DATASET CONTENT:
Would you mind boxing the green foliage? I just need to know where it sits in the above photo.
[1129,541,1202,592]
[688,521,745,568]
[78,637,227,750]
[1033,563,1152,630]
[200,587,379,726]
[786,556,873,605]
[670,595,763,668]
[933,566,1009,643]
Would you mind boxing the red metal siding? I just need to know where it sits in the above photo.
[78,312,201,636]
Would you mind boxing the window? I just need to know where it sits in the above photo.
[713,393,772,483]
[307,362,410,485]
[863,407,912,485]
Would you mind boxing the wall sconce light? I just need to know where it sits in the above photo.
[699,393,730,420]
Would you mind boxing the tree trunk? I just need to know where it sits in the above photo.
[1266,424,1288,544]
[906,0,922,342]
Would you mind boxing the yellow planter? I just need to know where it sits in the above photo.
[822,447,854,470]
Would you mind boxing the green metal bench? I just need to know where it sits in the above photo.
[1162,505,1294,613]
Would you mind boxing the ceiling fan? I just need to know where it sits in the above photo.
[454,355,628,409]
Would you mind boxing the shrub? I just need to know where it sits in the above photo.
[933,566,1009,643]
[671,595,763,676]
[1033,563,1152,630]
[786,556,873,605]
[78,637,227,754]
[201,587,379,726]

WHAT IS BEING ASKED: Rewrite all of the items above, swapping every "boxing" for "outlining" and changing nothing else.

RESULT FOR THIS EXERCISE:
Would you mind outlining the green foliage? I just need to know where it sits in the above photo.
[1129,541,1202,592]
[688,521,745,568]
[78,637,227,750]
[1033,563,1152,630]
[200,587,379,726]
[786,556,873,605]
[670,595,763,668]
[933,566,1009,643]
Would you mind outlining the red metal siding? I just need to know where it sits in the above photo.
[78,312,201,636]
Would you mind outlining the window? I just need to know where it sits in the above photo.
[713,393,772,483]
[307,362,410,485]
[863,407,912,485]
Would you mind outlining the wall sconce light? I just need to know where it sits in the above photo.
[699,393,730,420]
Would you mind outlining the tree trunk? I just need to know where it sits in the above photo.
[1266,424,1288,544]
[906,0,922,342]
Would you mind outlining the yellow planter? I just need to know where it sits in the above photo.
[822,447,854,470]
Would you mind outlining the green metal bench? I just need to know where it sits in the above photo.
[1162,505,1294,613]
Would you mind outlining the ceiling fan? I just need to know where it sits in the above photo.
[454,355,628,409]
Would you mind outlining the shrub? I just need to know where it sits in the above photo.
[933,566,1009,643]
[671,595,763,676]
[1033,563,1152,630]
[786,556,873,605]
[78,637,227,754]
[201,587,379,726]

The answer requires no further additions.